▶ EXTRACT
- Sam Altman had a rough start to 2024.
- But when it comes to business, things keep looking up.
Sam Altman had an undeniably bad start to the year.
Less than 12 months ago, the wunderkind of artificial intelligence seemed invincible. His sudden ousting as the CEO of OpenAI, the maker of ChatGPT, in November, was met with rallying cries of outrage from his employees and the tech world. The banishment didn't last long — fewer than five days, to be precise.
As one VC partner told Business Insider at the time: "Sam is bigger than Taylor Swift."
But the bigger you are, the faster the fall, and a few months later, things began to unravel.
Skeptics began to murmur to the media about the picture of a future that his wide scope of investments seemed to paint. Some likened it to a dystopian sci-fi movie, one where machines ruled the world. Others simply said Altman was overhyped, that he didn't have all the answers that the public and investors seemed to expect of him.
Then, Altman's shiny image began to tarnish even further.
In May, he made an enemy of Oscar-winner Scarlett Johansson when ChatGPT's new GPT-4o model used an uncannily similar sounding voice to the character she voiced in the — again — dystopian sci-fi movie "Her." The blowback was so fierce that Time Magazine recently named Johansson, who said she had refused to voice the technology, one of the most influential people in AI. (OpenAI's response was messy; it pulled the voice and admitted to a lack of internal communication regarding the matter.)

▶ RAW DATA

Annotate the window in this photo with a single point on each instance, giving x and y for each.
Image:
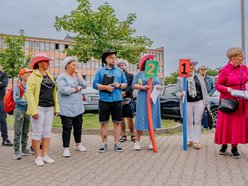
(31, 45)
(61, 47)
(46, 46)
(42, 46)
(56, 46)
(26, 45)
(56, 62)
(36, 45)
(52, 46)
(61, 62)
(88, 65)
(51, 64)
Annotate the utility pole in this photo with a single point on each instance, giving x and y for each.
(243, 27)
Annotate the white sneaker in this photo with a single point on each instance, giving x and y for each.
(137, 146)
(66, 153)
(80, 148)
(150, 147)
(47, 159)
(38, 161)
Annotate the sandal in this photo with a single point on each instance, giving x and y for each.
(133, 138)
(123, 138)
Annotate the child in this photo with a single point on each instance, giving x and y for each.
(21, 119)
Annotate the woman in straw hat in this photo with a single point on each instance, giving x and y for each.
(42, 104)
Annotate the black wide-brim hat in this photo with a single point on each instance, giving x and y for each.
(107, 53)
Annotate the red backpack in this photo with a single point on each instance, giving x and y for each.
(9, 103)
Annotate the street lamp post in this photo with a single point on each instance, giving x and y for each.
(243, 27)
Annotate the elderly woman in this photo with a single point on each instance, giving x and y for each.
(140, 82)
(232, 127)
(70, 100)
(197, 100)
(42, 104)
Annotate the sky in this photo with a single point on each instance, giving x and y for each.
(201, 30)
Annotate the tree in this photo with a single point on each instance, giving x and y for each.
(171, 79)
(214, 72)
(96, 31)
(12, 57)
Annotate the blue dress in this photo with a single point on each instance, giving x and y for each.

▶ TASKS FOR THIS EXERCISE
- a) Retype the article on Sam Altman, starting with "- Sam Altman" and going on through "began to unravel.".
- b) Answer these questions from the article on Sam Altman.
(i) How long did Altman's banishment as CEO of OpenAI last?
(ii) Which ChatGPT model used a voice similar to Scarlett Johansson's character in "Her"?
(iii) Which magazine named Johansson one of the most influential people in AI?

▶ ANSWERS BY ITEM NUMBER
- a)
- Sam Altman had a rough start to 2024.
- But when it comes to business, things keep looking up.
Sam Altman had an undeniably bad start to the year.
Less than 12 months ago, the wunderkind of artificial intelligence seemed invincible. His sudden ousting as the CEO of OpenAI, the maker of ChatGPT, in November, was met with rallying cries of outrage from his employees and the tech world. The banishment didn't last long — fewer than five days, to be precise.
As one VC partner told Business Insider at the time: "Sam is bigger than Taylor Swift."
But the bigger you are, the faster the fall, and a few months later, things began to unravel.

- b)
(i) Fewer than five days.
(ii) GPT-4o.
(iii) Time Magazine.